Excerpted records:
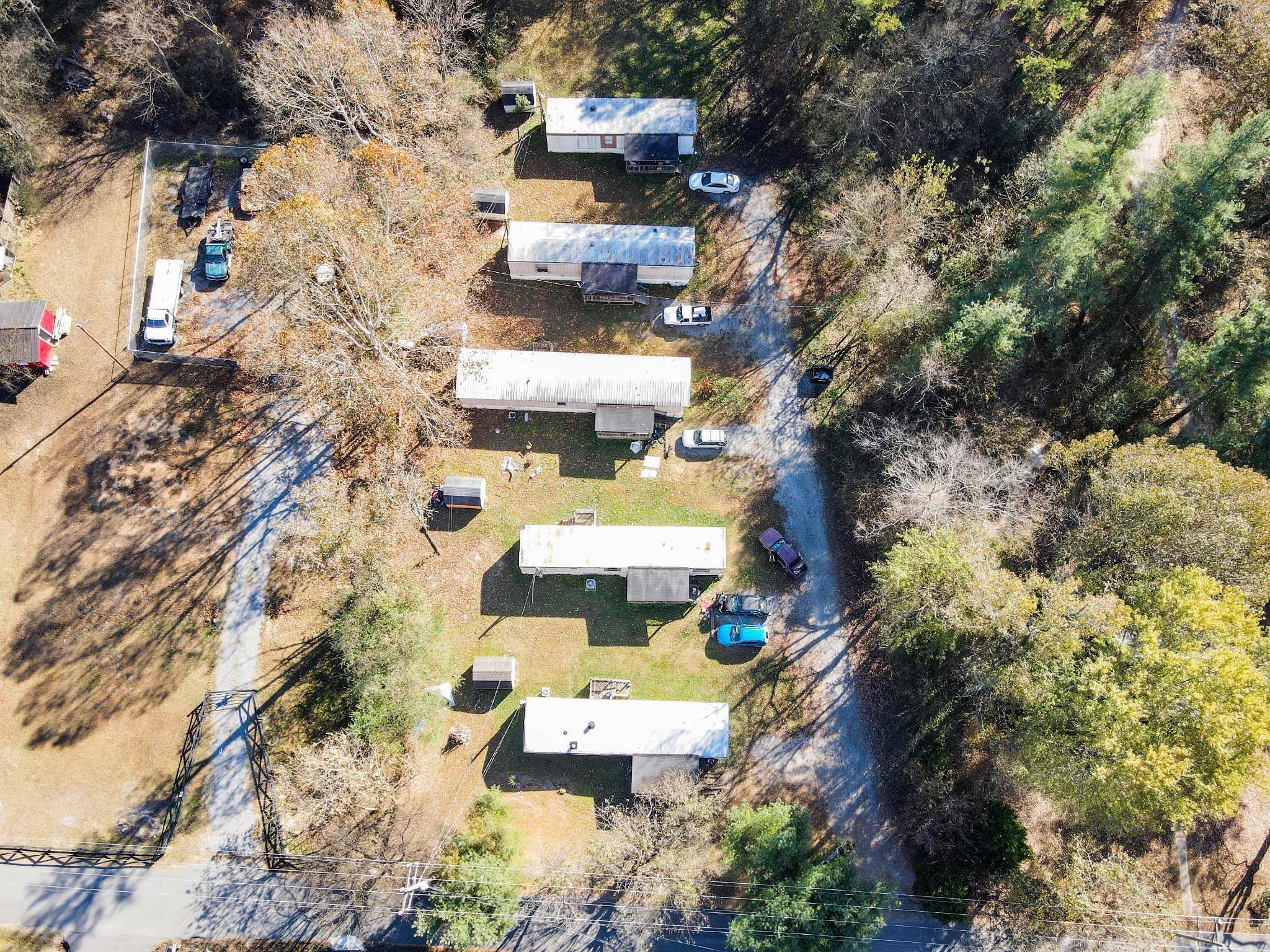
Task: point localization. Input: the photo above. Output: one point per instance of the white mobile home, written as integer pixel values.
(657, 562)
(603, 259)
(649, 134)
(625, 391)
(657, 735)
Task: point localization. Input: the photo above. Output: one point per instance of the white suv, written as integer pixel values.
(714, 182)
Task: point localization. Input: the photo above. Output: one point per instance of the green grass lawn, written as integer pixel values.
(561, 633)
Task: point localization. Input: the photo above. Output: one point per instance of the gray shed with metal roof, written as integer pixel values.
(662, 254)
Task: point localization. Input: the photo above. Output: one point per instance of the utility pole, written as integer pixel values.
(415, 884)
(122, 367)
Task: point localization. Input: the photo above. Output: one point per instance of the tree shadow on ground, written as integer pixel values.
(568, 437)
(121, 601)
(506, 592)
(303, 692)
(774, 697)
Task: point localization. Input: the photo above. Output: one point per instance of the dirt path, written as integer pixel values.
(1158, 55)
(291, 452)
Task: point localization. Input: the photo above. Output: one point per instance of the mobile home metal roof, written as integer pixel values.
(621, 117)
(563, 243)
(546, 376)
(625, 728)
(564, 547)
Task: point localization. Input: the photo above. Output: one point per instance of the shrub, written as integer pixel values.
(389, 645)
(808, 903)
(475, 895)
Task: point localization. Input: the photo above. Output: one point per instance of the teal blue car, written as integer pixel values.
(219, 252)
(739, 635)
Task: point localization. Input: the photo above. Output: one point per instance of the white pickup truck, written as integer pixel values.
(166, 294)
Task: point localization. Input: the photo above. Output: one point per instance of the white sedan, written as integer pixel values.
(680, 315)
(705, 439)
(717, 183)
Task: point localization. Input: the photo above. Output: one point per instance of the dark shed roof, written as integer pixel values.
(464, 491)
(494, 673)
(609, 278)
(658, 586)
(652, 149)
(634, 421)
(19, 332)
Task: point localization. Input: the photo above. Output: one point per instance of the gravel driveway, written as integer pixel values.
(291, 452)
(832, 756)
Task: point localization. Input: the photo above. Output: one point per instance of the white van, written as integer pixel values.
(166, 289)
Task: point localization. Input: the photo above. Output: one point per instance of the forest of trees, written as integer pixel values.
(1049, 433)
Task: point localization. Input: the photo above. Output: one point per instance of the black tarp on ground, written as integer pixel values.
(658, 586)
(624, 421)
(609, 278)
(659, 152)
(196, 191)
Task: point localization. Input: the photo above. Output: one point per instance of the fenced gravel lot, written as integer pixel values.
(208, 312)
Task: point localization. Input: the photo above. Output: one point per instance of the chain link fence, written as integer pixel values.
(158, 151)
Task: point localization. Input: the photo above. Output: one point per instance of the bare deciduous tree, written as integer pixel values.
(886, 220)
(935, 480)
(657, 856)
(334, 780)
(358, 74)
(143, 42)
(375, 338)
(450, 25)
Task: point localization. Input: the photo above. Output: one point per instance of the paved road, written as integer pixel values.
(131, 910)
(291, 452)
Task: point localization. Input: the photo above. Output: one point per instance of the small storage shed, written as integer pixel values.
(657, 735)
(511, 89)
(657, 562)
(494, 673)
(649, 134)
(493, 203)
(196, 191)
(657, 254)
(29, 334)
(625, 391)
(464, 491)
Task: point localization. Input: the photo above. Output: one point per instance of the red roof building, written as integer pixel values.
(29, 334)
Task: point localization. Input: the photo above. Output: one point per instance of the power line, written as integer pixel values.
(257, 884)
(558, 919)
(735, 884)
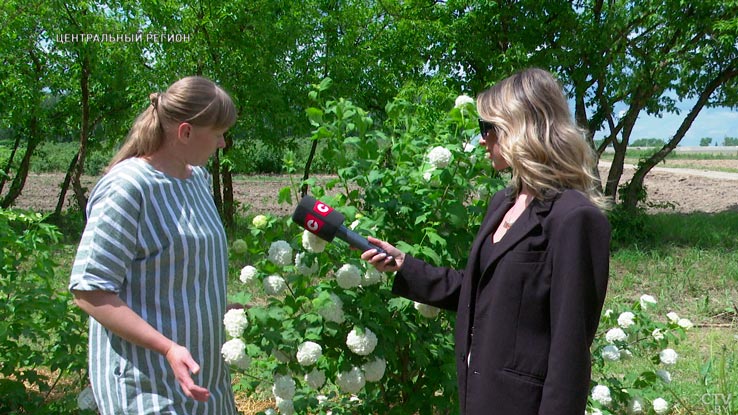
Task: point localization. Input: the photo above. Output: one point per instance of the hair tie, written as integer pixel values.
(154, 98)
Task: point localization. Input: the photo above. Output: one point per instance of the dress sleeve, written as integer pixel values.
(578, 285)
(109, 240)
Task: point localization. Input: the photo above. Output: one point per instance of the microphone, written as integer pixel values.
(325, 222)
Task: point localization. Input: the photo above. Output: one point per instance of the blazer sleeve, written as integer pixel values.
(424, 283)
(580, 268)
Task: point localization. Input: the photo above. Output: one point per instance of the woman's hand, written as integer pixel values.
(183, 364)
(391, 261)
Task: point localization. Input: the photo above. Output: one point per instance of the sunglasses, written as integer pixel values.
(485, 127)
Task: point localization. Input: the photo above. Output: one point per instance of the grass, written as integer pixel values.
(690, 264)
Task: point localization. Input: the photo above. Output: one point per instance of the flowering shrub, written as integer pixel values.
(633, 333)
(324, 331)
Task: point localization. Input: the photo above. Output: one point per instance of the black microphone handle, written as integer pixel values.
(359, 242)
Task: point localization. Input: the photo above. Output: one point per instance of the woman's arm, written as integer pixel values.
(109, 310)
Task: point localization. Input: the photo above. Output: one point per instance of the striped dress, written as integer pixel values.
(158, 242)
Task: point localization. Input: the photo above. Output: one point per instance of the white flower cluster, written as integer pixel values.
(313, 243)
(284, 387)
(348, 276)
(647, 301)
(333, 311)
(660, 406)
(636, 406)
(248, 275)
(234, 353)
(304, 269)
(462, 100)
(374, 370)
(611, 353)
(439, 157)
(657, 334)
(308, 353)
(664, 375)
(274, 285)
(601, 394)
(615, 335)
(427, 311)
(315, 379)
(235, 322)
(626, 319)
(668, 356)
(280, 253)
(260, 221)
(361, 343)
(351, 381)
(281, 356)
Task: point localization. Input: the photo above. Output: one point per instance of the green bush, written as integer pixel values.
(386, 184)
(42, 334)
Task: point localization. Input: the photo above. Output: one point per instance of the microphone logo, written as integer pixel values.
(313, 224)
(322, 209)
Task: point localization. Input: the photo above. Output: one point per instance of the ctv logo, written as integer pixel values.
(313, 224)
(322, 209)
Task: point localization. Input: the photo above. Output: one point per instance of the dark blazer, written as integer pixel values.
(526, 323)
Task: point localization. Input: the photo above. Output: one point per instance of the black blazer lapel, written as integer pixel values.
(531, 217)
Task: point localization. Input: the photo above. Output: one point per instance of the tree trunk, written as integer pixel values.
(228, 204)
(9, 164)
(79, 191)
(19, 181)
(65, 185)
(215, 172)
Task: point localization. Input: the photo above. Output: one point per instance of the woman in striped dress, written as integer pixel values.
(151, 266)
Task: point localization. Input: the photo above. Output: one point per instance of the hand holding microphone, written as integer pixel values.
(325, 222)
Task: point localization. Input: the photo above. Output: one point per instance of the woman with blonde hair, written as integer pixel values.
(529, 299)
(151, 266)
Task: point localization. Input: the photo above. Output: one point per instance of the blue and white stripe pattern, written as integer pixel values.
(159, 243)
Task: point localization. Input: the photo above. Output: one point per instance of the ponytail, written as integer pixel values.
(146, 135)
(194, 99)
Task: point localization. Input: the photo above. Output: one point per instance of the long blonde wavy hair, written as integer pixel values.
(538, 138)
(194, 99)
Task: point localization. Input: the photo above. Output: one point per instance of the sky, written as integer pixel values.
(716, 123)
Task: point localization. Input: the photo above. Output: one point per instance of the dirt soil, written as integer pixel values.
(693, 187)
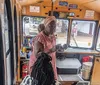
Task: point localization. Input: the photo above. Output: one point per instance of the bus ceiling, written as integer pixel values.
(91, 4)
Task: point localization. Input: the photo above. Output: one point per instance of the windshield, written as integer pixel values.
(82, 33)
(61, 31)
(30, 25)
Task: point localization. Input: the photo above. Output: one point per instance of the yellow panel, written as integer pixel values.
(94, 5)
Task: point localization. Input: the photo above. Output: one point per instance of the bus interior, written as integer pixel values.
(77, 39)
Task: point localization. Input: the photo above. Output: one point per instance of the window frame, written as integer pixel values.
(94, 39)
(98, 30)
(44, 18)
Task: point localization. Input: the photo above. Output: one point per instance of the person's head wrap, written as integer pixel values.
(48, 20)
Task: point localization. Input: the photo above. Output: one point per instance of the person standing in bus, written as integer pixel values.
(40, 28)
(45, 42)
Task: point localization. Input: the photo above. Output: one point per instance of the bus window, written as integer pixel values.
(98, 42)
(61, 31)
(30, 25)
(82, 33)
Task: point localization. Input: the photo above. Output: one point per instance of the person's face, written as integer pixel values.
(51, 27)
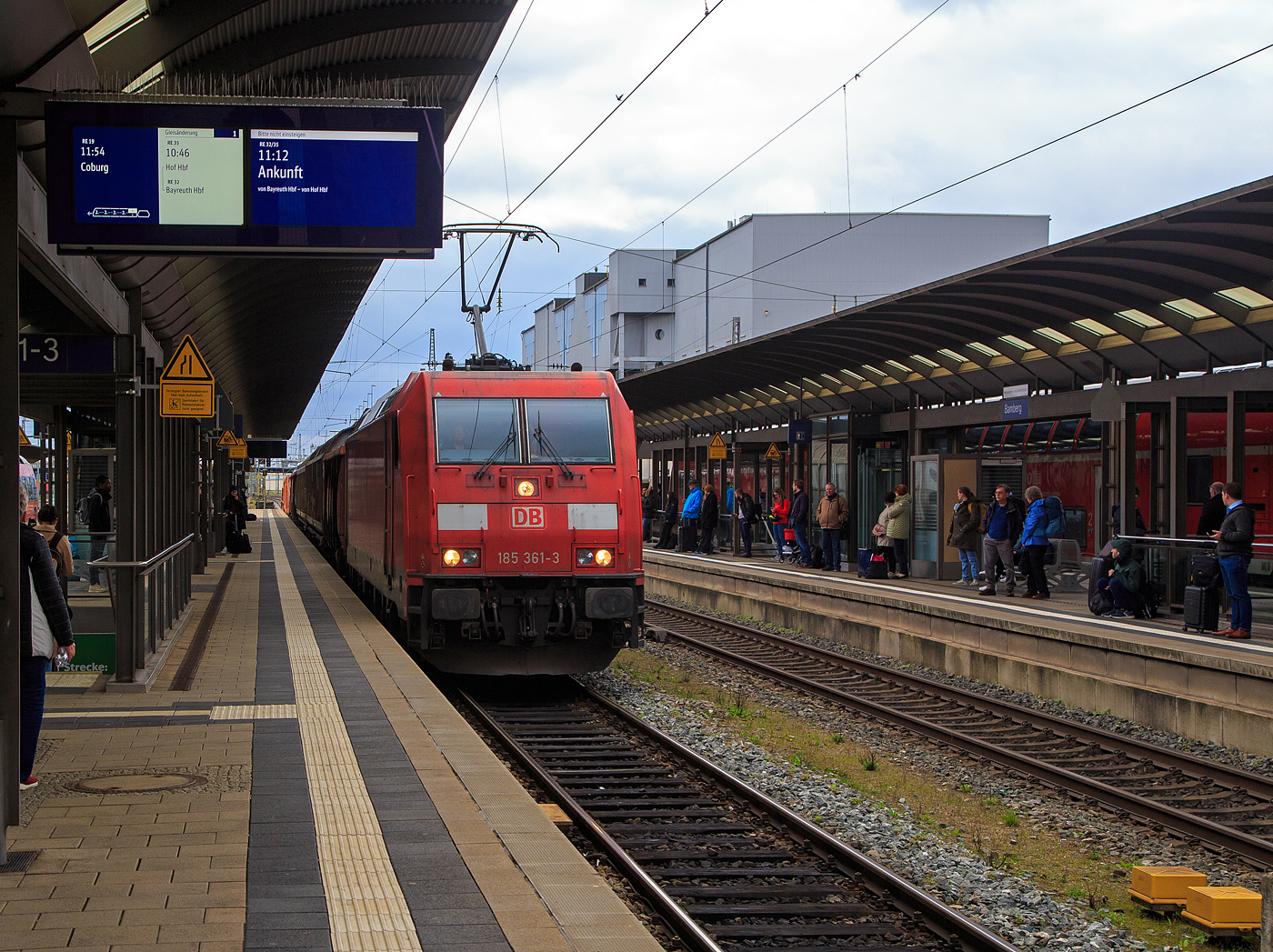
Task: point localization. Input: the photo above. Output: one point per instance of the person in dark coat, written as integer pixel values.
(1213, 512)
(1234, 548)
(671, 512)
(45, 627)
(965, 535)
(709, 516)
(648, 510)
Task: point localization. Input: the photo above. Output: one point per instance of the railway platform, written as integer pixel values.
(293, 780)
(1151, 672)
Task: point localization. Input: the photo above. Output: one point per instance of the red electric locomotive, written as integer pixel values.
(493, 516)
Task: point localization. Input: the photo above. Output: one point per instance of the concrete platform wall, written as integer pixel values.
(1193, 694)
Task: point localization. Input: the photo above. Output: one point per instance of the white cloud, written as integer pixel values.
(977, 83)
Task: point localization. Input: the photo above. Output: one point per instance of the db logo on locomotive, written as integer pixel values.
(527, 516)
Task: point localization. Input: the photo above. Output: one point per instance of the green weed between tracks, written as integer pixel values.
(1069, 871)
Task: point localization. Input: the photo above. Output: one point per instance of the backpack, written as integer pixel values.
(83, 508)
(1056, 513)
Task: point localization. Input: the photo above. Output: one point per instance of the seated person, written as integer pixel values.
(1124, 582)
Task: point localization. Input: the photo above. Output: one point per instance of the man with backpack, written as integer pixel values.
(747, 516)
(1002, 528)
(1034, 544)
(95, 512)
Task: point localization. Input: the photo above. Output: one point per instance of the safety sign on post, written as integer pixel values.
(186, 387)
(237, 448)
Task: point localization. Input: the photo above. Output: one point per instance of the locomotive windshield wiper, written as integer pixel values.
(499, 449)
(546, 445)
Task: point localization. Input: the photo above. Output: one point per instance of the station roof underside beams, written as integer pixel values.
(1184, 290)
(266, 327)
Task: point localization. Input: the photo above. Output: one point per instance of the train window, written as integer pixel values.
(1063, 436)
(973, 439)
(573, 430)
(1090, 436)
(471, 430)
(1015, 438)
(1037, 439)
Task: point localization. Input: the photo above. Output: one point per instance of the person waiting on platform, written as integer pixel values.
(965, 535)
(798, 522)
(1124, 582)
(881, 534)
(45, 627)
(833, 509)
(709, 516)
(690, 519)
(1213, 512)
(1002, 528)
(46, 525)
(1234, 548)
(648, 510)
(1034, 545)
(671, 513)
(779, 513)
(899, 528)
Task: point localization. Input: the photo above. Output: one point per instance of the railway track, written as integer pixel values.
(722, 865)
(1218, 806)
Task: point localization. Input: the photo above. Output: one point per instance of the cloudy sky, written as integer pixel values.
(976, 85)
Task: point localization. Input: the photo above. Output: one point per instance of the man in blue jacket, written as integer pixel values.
(690, 519)
(1234, 548)
(1034, 545)
(1002, 527)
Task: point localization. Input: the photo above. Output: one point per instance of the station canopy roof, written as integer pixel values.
(267, 327)
(1184, 290)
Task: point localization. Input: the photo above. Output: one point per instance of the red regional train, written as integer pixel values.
(1063, 458)
(492, 516)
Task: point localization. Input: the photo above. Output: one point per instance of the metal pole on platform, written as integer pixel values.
(10, 621)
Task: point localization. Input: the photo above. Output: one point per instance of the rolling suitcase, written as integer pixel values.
(1202, 608)
(1098, 601)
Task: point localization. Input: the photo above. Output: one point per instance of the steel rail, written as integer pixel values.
(1257, 850)
(941, 919)
(690, 932)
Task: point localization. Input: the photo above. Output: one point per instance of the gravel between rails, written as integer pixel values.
(1011, 905)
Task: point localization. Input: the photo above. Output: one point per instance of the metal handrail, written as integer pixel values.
(152, 563)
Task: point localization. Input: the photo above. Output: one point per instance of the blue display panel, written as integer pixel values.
(245, 180)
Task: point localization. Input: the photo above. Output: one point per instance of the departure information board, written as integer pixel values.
(245, 180)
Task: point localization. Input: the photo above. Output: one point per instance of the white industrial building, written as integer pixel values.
(763, 274)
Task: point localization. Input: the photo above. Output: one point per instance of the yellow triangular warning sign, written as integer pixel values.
(186, 365)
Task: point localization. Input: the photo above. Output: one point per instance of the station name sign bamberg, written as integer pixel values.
(245, 180)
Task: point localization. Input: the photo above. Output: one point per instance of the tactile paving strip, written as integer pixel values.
(254, 712)
(365, 901)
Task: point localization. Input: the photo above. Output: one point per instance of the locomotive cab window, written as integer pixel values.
(475, 430)
(569, 430)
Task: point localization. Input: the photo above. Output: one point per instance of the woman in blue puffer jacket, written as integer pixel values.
(1034, 545)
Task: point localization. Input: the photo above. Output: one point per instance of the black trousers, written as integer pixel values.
(1031, 566)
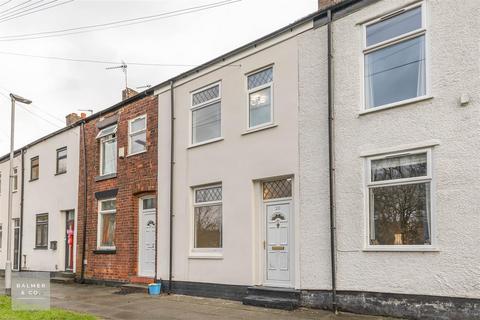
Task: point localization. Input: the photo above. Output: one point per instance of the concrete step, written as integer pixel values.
(63, 280)
(273, 303)
(133, 288)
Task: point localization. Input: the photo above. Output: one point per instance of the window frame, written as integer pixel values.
(105, 138)
(36, 225)
(61, 158)
(202, 105)
(368, 184)
(390, 42)
(130, 134)
(259, 88)
(205, 253)
(99, 224)
(37, 166)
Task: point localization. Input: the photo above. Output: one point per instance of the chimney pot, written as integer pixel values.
(323, 4)
(72, 118)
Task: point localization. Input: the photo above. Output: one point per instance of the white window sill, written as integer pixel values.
(401, 248)
(136, 153)
(395, 104)
(256, 129)
(208, 255)
(205, 142)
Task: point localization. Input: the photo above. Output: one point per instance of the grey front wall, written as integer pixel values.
(453, 268)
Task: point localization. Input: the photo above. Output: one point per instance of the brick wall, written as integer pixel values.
(136, 177)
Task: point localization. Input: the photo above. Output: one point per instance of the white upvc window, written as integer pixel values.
(399, 200)
(137, 135)
(107, 210)
(108, 150)
(206, 114)
(260, 98)
(395, 70)
(207, 218)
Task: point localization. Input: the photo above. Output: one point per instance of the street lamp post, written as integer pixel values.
(8, 264)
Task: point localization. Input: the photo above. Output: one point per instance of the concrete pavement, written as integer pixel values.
(105, 303)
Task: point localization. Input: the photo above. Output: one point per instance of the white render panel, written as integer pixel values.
(237, 162)
(52, 194)
(453, 70)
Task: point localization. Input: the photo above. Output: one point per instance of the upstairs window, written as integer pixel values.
(394, 58)
(62, 160)
(41, 231)
(399, 196)
(34, 168)
(137, 135)
(108, 150)
(260, 106)
(206, 114)
(106, 223)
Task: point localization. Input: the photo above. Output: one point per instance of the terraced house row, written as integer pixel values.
(330, 164)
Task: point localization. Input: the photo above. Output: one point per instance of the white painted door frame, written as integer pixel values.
(291, 243)
(141, 214)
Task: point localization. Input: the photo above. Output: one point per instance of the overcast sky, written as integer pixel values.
(58, 88)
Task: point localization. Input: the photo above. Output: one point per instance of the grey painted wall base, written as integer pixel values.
(396, 305)
(209, 290)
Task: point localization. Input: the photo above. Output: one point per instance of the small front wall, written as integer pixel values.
(136, 177)
(51, 193)
(237, 162)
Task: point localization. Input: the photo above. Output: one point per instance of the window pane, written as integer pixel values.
(390, 28)
(108, 205)
(138, 142)
(109, 156)
(208, 227)
(208, 194)
(401, 215)
(206, 95)
(260, 78)
(260, 111)
(395, 73)
(107, 131)
(138, 124)
(62, 165)
(149, 203)
(399, 168)
(206, 123)
(277, 189)
(108, 230)
(61, 153)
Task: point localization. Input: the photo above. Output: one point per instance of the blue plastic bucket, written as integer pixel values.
(154, 289)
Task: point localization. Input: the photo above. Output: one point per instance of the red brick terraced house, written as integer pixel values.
(117, 193)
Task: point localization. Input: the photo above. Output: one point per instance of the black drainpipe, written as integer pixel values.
(22, 193)
(172, 162)
(331, 162)
(82, 275)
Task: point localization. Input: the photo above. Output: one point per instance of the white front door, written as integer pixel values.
(278, 242)
(147, 224)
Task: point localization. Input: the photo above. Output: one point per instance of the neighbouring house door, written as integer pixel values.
(16, 244)
(69, 239)
(147, 231)
(278, 216)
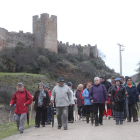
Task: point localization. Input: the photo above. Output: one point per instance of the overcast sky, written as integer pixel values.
(101, 22)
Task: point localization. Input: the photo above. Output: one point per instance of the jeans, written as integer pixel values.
(100, 107)
(62, 116)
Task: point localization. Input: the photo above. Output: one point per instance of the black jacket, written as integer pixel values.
(46, 100)
(106, 84)
(120, 95)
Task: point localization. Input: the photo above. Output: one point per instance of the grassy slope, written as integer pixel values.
(29, 80)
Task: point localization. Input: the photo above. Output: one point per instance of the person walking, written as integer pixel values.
(99, 97)
(63, 98)
(42, 101)
(79, 100)
(22, 98)
(132, 99)
(70, 112)
(118, 99)
(87, 102)
(107, 86)
(49, 118)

Problem to solve: Drop the pictures, then reproduce exactly the lines from the one with "pane, written as integer pixel values." through the final line of the listing.

Exercise result:
Task: point localization. Input: the photo above. Output: one point per instance of the window pane, written as integer pixel values.
(390, 28)
(108, 205)
(138, 142)
(109, 156)
(208, 227)
(208, 194)
(401, 215)
(206, 95)
(260, 78)
(260, 111)
(395, 73)
(107, 131)
(138, 124)
(62, 165)
(149, 203)
(399, 168)
(206, 123)
(277, 189)
(108, 230)
(61, 153)
Task: point localization. Input: the photo above. Output: one point per instance of the blue plastic bucket, written as integer pixel values.
(154, 289)
Task: point localization. Input: the photo above. Output: one point per instance of the red brick terraced house, written as integer pixel values.
(117, 193)
Task: point localization. Input: the photo above. Output: one point per instance of the black drainpipe, written as integer pixel values.
(22, 193)
(172, 162)
(331, 162)
(82, 275)
Task: point localization. Input: the photo above. Output: one point per instance of the white front door, written as integer pixel values.
(278, 242)
(147, 224)
Task: point localization. Input: the photo above. Output: one point per instance of the neighbouring house door, written as integer pixel values.
(16, 244)
(69, 239)
(147, 231)
(278, 216)
Task: point localization. Input: the photo above. Output: one point per instance of the overcast sky, written as integer pixel values.
(101, 22)
Task: point localization. Input: the photo above. Output: one point per instance of the jeans, written as integer pixel values.
(100, 107)
(62, 116)
Task: point localization. Input: the photo above. Output: one point per instance of the black jacket, written as integer pixel values.
(46, 100)
(106, 84)
(120, 95)
Task: point localization. Input: the photo above. Output: one point per instance of the grassy slope, written as integer pixel values.
(29, 80)
Task: point localization. Input: the photo above. Output: one point per instance of the person walking, written as integer pixel values.
(99, 97)
(63, 98)
(42, 101)
(79, 100)
(22, 98)
(132, 99)
(70, 112)
(118, 99)
(87, 102)
(107, 86)
(49, 118)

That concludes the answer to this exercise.